Trecho do texto
Duca morador da cidade de Barcelos, AM, vive nas ruas ou em casas abandonadas, recebe ajuda dos moradores da cidade, os quais lhe dedicam bastante carinho por ser ele bastante dócil e prestativo. Idade indefinida, corpo bastante maltratado, mas com ar infantil, sempre sorridente. Possui uma deficiência física que o faz caminhar apoiado num pedaço de pau, que faz às vezes de muleta. É mudo, comunica-se por meio de alguns sons e gestos.

• Faz “sim” com a cabeça, tremelicando o corpo, esticando e apertando os lábios e olhos, às vezes abre a boca. Puxando e soltando ar pelo nariz, sonoro. Pequeno, várias vezes;
• gestos meio descordenados;
• aponta os lugares. Quando aponta, empina o corpo. Lordose;
• aponta também com a cabeça e queixo, grande;
• aponta as pessoas que passam na rua, mão solta, como se apontasse com o punho;
• respira fundo pelo nariz, sobe peito e solta;
• trovão, gesto de dormindo, sacudiu o corpo, balançou os braços, imitando tremor;
• sons êêê; *
• faz pose para a foto, ri;
• às vezes solta a coluna, levanta a cabeça, deixa a nuca grudada nas costas;
• mão no queixo, sempre;
• olha quem passa, parado;
• ouve caminhão, olha, acompanha com a cabeça;
• estica pescoço para o lado para tomar sol no rosto;
• coça cabeça com a mão esquerda na nuca, mão meio boba;
• pernas juntas, mocinha, meio de lado;
• olha para o lado, ri sem porquê;
• longo tempo parado, olhando;
• às vezes, olha só com a cabeça, outras com o corpo todo;
• tosse rouca, trovão, balança o corpo.

As anotações prosseguem, mas se tornaria bastante extenso relatá-las na íntegra.
Essas anotações são executadas de acordo com a ordem cronológica em que foram realizadas as ações, ajudando, assim, a recompor os fatos, o que não significa, necessariamente, que no momento da utilização desse material, essa lógica deva ser respeitada.

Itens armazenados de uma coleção
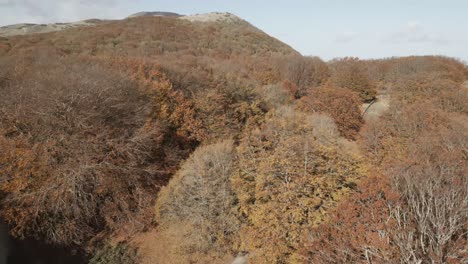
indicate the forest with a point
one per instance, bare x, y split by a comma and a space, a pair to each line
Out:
160, 140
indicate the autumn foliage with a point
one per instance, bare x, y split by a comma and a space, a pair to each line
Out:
341, 104
191, 142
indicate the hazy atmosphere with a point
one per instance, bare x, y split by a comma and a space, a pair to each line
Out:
233, 132
362, 28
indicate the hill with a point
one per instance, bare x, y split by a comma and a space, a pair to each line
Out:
166, 139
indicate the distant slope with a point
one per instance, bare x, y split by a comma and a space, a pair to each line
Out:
25, 29
222, 33
156, 13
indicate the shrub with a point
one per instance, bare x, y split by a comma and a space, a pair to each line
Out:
121, 253
200, 197
349, 73
342, 105
286, 183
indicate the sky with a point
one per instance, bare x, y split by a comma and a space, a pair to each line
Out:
324, 28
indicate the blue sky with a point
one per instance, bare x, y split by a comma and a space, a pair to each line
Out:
362, 28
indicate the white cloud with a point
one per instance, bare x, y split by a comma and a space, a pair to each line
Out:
346, 37
47, 11
415, 33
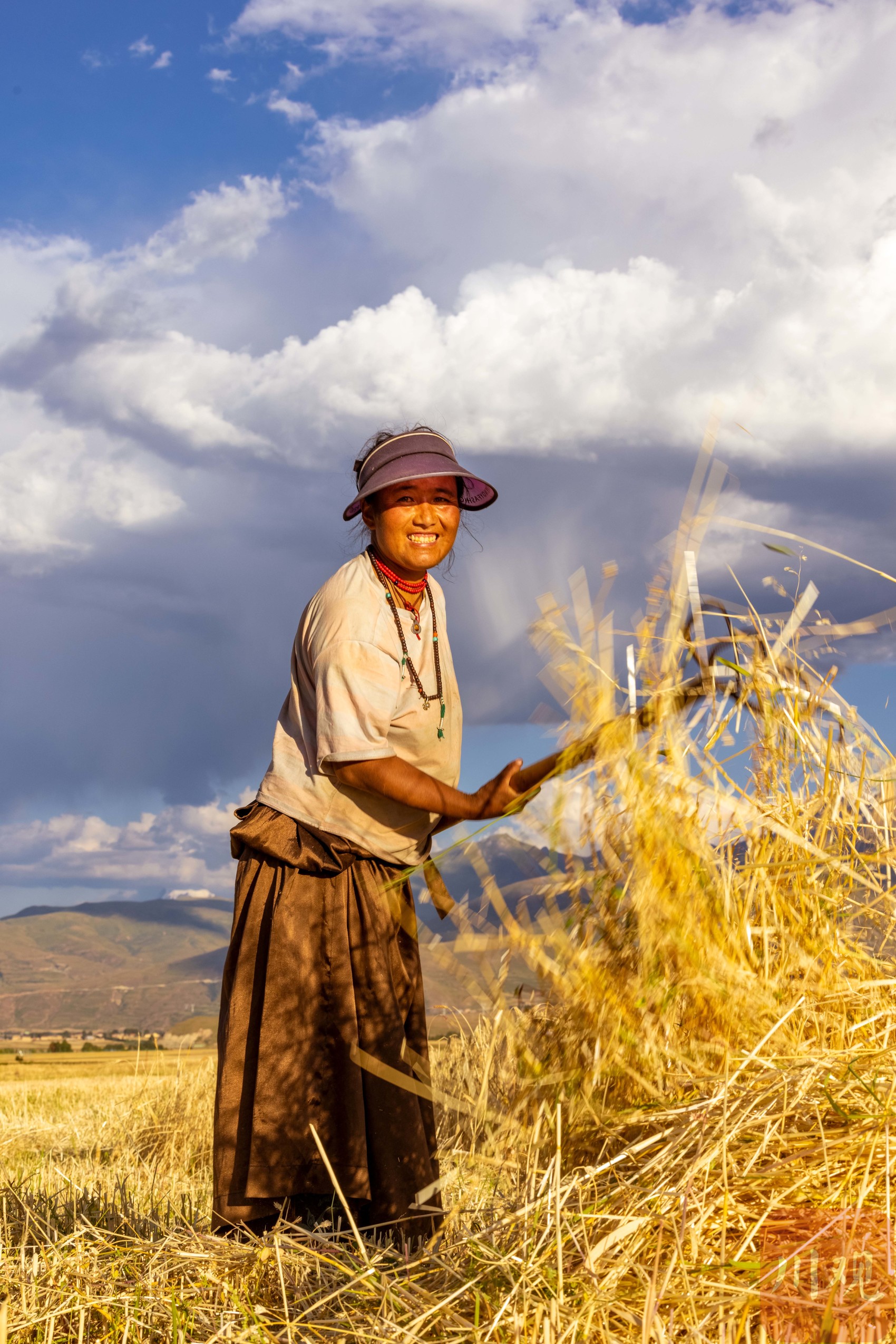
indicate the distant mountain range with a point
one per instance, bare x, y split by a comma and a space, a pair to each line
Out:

Enunciado 1
Extraia o trecho sobre Duca, morador de Barcelos, e reproduza-o integralmente.
Enunciado 2
Converta em tabela Markdown, com as colunas "Número" e "Linha da listagem", somente a parte da listagem que começa na linha que contém "indicate the distant mountain" e termina no fim da listagem, incluindo as duas pontas. Omita as linhas em branco.

Resultado 1
Duca morador da cidade de Barcelos, AM, vive nas ruas ou em casas abandonadas, recebe ajuda dos moradores da cidade, os quais lhe dedicam bastante carinho por ser ele bastante dócil e prestativo. Idade indefinida, corpo bastante maltratado, mas com ar infantil, sempre sorridente. Possui uma deficiência física que o faz caminhar apoiado num pedaço de pau, que faz às vezes de muleta. É mudo, comunica-se por meio de alguns sons e gestos.

• Faz “sim” com a cabeça, tremelicando o corpo, esticando e apertando os lábios e olhos, às vezes abre a boca. Puxando e soltando ar pelo nariz, sonoro. Pequeno, várias vezes;
• gestos meio descordenados;
• aponta os lugares. Quando aponta, empina o corpo. Lordose;
• aponta também com a cabeça e queixo, grande;
• aponta as pessoas que passam na rua, mão solta, como se apontasse com o punho;
• respira fundo pelo nariz, sobe peito e solta;
• trovão, gesto de dormindo, sacudiu o corpo, balançou os braços, imitando tremor;
• sons êêê; *
• faz pose para a foto, ri;
• às vezes solta a coluna, levanta a cabeça, deixa a nuca grudada nas costas;
• mão no queixo, sempre;
• olha quem passa, parado;
• ouve caminhão, olha, acompanha com a cabeça;
• estica pescoço para o lado para tomar sol no rosto;
• coça cabeça com a mão esquerda na nuca, mão meio boba;
• pernas juntas, mocinha, meio de lado;
• olha para o lado, ri sem porquê;
• longo tempo parado, olhando;
• às vezes, olha só com a cabeça, outras com o corpo todo;
• tosse rouca, trovão, balança o corpo.

As anotações prosseguem, mas se tornaria bastante extenso relatá-las na íntegra.
Essas anotações são executadas de acordo com a ordem cronológica em que foram realizadas as ações, ajudando, assim, a recompor os fatos, o que não significa, necessariamente, que no momento da utilização desse material, essa lógica deva ser respeitada.

Resultado 2
| Número | Linha da listagem |
|---|---|
| 1 | indicate the distant mountain range with a point |
| 2 | one per instance, bare x, y split by a comma and a space, a pair to each line |
| 3 | Out: |